Whenever a line in this data holds the word "below", report that line in full.

Point-per-instance localization data:
== Segment start ==

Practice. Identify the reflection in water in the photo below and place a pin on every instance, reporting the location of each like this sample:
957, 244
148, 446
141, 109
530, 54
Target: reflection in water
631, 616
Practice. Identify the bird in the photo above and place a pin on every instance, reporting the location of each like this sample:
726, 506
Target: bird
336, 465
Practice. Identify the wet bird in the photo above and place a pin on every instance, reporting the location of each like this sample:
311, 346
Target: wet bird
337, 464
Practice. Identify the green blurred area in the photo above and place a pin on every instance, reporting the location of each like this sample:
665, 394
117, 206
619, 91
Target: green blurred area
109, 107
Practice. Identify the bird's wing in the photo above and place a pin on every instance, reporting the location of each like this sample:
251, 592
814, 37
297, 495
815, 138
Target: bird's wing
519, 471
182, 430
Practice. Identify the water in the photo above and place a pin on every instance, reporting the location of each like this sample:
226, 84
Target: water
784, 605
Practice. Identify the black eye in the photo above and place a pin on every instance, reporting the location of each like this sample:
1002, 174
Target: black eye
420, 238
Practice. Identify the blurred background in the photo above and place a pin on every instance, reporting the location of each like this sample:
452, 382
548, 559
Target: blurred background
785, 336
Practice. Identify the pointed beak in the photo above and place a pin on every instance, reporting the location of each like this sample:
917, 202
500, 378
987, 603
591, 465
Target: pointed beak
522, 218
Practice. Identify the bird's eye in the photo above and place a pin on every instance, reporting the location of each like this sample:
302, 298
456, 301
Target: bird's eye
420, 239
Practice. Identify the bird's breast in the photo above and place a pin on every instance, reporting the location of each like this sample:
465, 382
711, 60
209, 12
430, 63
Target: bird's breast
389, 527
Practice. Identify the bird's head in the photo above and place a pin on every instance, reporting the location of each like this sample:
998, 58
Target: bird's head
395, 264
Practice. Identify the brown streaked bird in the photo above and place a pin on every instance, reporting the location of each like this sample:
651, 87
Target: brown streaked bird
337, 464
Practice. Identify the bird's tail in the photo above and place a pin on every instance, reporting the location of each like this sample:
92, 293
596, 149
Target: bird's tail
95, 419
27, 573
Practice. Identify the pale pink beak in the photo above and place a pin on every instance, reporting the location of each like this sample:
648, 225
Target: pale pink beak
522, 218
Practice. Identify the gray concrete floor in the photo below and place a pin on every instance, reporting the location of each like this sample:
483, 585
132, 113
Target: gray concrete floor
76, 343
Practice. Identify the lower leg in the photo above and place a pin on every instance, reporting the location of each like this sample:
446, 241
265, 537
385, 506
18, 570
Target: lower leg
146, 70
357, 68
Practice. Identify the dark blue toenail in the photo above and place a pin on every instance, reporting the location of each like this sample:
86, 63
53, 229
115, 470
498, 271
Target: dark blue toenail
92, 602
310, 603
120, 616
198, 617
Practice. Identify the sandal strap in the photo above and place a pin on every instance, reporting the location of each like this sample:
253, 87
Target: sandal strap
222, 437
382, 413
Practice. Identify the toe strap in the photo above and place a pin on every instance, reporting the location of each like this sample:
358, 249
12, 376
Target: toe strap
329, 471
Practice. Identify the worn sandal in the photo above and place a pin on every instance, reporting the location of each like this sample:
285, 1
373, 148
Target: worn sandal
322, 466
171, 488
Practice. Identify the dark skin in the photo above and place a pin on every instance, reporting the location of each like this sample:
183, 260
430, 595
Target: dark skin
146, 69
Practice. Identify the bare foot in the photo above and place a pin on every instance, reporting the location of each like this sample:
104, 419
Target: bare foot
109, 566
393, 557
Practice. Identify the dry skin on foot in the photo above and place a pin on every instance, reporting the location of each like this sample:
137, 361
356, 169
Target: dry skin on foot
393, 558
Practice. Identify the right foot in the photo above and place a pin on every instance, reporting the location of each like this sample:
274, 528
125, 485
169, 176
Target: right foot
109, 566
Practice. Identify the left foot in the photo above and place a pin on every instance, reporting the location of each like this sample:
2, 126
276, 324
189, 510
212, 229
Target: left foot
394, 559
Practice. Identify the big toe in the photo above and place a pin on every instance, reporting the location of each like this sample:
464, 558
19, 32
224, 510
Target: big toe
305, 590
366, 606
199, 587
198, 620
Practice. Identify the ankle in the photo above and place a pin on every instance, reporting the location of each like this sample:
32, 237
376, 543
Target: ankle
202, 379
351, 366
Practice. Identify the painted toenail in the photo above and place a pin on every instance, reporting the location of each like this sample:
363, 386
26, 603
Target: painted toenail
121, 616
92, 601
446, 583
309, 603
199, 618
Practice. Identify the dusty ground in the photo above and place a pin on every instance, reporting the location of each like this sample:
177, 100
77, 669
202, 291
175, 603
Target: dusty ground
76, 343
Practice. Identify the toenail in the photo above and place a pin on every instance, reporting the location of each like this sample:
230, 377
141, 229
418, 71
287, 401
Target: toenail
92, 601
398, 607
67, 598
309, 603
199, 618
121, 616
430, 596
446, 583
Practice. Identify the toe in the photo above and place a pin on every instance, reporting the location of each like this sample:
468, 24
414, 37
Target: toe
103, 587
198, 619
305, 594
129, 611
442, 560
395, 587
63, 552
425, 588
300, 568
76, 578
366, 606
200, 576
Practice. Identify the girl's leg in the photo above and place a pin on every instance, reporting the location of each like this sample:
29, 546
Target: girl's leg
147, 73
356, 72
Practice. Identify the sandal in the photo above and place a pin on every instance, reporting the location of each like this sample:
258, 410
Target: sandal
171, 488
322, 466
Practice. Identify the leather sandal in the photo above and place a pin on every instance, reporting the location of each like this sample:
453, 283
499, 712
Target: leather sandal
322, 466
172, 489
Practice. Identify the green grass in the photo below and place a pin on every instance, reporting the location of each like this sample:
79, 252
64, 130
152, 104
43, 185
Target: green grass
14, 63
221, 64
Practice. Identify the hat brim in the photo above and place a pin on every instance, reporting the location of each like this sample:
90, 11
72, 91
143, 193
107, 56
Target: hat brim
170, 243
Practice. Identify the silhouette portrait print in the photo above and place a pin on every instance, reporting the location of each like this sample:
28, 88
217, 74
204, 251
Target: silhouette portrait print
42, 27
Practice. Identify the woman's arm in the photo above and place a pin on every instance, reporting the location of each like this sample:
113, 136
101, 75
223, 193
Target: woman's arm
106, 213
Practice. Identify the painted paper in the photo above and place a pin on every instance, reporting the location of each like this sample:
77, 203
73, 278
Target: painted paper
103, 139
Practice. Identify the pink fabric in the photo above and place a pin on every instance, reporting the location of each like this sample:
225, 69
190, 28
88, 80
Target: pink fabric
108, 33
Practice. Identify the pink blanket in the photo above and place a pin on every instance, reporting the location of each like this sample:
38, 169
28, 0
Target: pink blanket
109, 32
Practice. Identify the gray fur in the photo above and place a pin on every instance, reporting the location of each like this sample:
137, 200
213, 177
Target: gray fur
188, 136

== Segment end ==

• RESPONSE AREA
Practice. Identify the reflection in water in the photo below and place a pin on every instance, reporting the location of each like this sample:
Practice. Identify the gray concrete floor in the photo below and place a pin on every instance, reporting the location of each like this sample:
Practice. Identify the green grass in the photo below and place a pin on every instance, reporting the location of each like this sample:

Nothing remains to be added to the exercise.